Show every line in the items below that contains the string "branch", matching case exactly.

Entries supplied:
[start]
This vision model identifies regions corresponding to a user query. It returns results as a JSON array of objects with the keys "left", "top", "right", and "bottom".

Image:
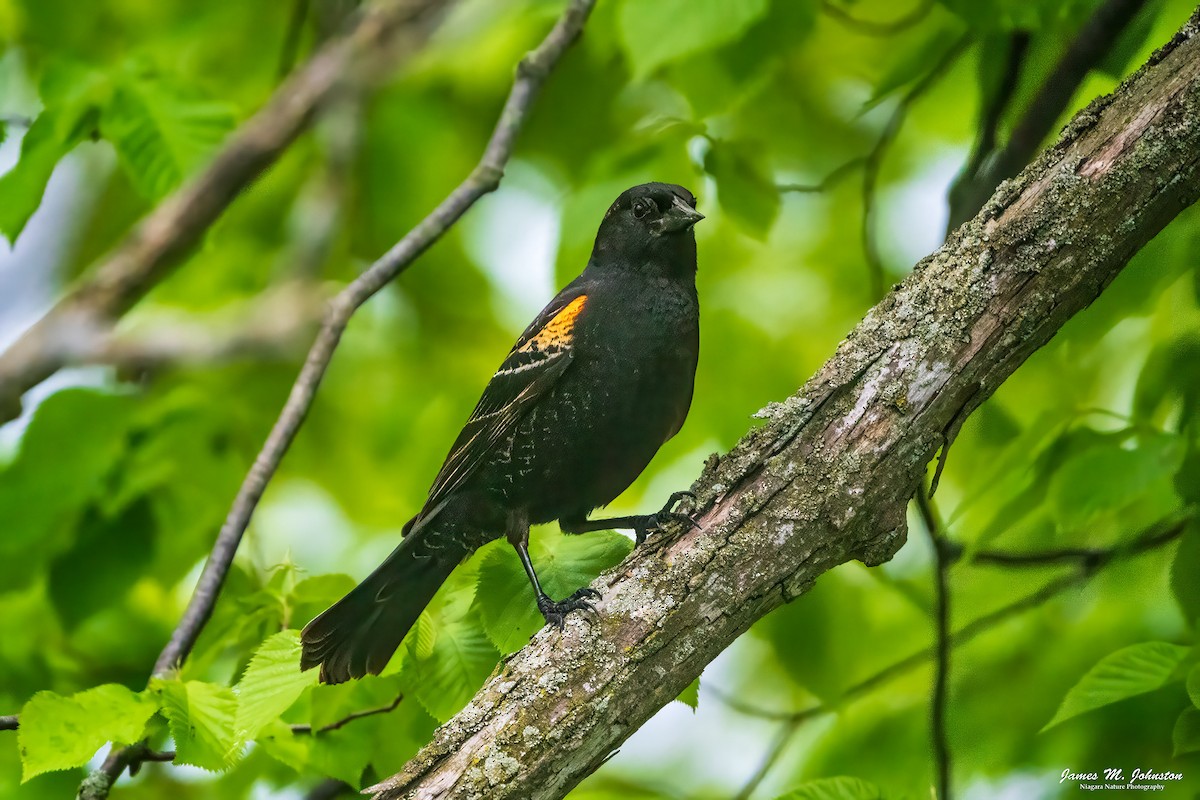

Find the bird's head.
[{"left": 592, "top": 184, "right": 704, "bottom": 272}]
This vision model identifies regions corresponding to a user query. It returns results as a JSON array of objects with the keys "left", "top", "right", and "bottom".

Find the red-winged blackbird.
[{"left": 300, "top": 184, "right": 703, "bottom": 684}]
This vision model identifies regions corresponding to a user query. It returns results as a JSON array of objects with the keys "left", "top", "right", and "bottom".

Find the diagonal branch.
[
  {"left": 155, "top": 0, "right": 595, "bottom": 675},
  {"left": 72, "top": 0, "right": 595, "bottom": 800},
  {"left": 949, "top": 0, "right": 1146, "bottom": 230},
  {"left": 292, "top": 694, "right": 404, "bottom": 735},
  {"left": 706, "top": 518, "right": 1187, "bottom": 800},
  {"left": 859, "top": 35, "right": 971, "bottom": 300},
  {"left": 0, "top": 0, "right": 446, "bottom": 422},
  {"left": 373, "top": 12, "right": 1200, "bottom": 800}
]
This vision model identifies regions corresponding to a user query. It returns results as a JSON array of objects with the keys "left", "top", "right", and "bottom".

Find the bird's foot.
[
  {"left": 538, "top": 587, "right": 600, "bottom": 631},
  {"left": 634, "top": 492, "right": 700, "bottom": 545}
]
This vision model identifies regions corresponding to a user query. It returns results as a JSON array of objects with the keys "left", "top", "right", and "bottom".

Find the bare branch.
[
  {"left": 304, "top": 778, "right": 358, "bottom": 800},
  {"left": 0, "top": 0, "right": 446, "bottom": 422},
  {"left": 949, "top": 0, "right": 1146, "bottom": 230},
  {"left": 821, "top": 0, "right": 934, "bottom": 36},
  {"left": 292, "top": 694, "right": 404, "bottom": 735},
  {"left": 373, "top": 13, "right": 1200, "bottom": 800},
  {"left": 704, "top": 519, "right": 1187, "bottom": 800},
  {"left": 916, "top": 485, "right": 953, "bottom": 800},
  {"left": 80, "top": 0, "right": 595, "bottom": 800}
]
[end]
Task result:
Find the diagonal branch.
Find the bare branch.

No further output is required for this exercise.